### [Data for this task]
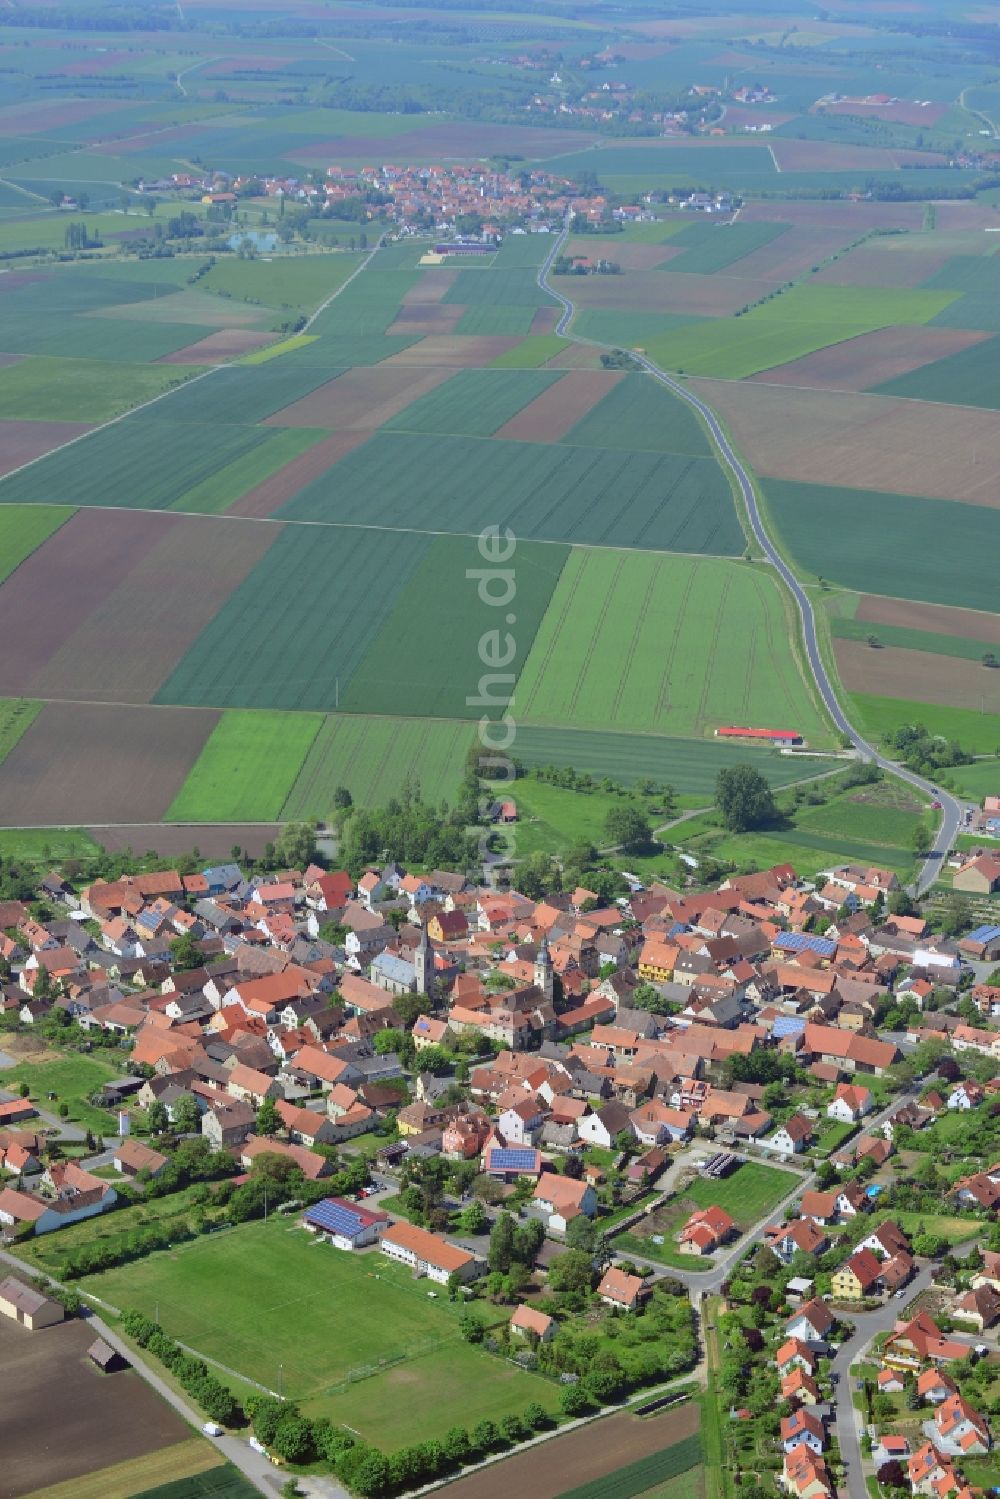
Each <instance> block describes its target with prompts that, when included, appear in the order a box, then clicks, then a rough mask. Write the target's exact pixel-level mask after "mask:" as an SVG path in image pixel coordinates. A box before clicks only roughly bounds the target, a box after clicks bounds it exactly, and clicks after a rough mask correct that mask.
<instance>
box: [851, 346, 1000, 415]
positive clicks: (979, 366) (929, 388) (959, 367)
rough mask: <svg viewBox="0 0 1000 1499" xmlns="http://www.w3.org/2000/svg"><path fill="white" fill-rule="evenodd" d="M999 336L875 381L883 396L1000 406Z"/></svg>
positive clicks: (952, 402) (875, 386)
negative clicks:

### [Exercise instructions]
Reproduce the listing above word for word, leaving out the picture.

### [Your solution]
Each <instance> block describes its target with prompts that, when included, appear in the order a box, then clicks, then a rough mask. Write the target's exact pixel-level mask after "mask:" as an SVG path in image pixel coordinates. A box before clicks only roughly bounds the target, a box after clicks bounds it exactly, and clicks after a rough mask correct that mask.
<instance>
box: [851, 346, 1000, 415]
positive clicks: (979, 366) (929, 388) (959, 367)
rough mask: <svg viewBox="0 0 1000 1499" xmlns="http://www.w3.org/2000/svg"><path fill="white" fill-rule="evenodd" d="M999 336L875 381L883 396L1000 406Z"/></svg>
positive clicks: (952, 402) (875, 386)
negative clicks:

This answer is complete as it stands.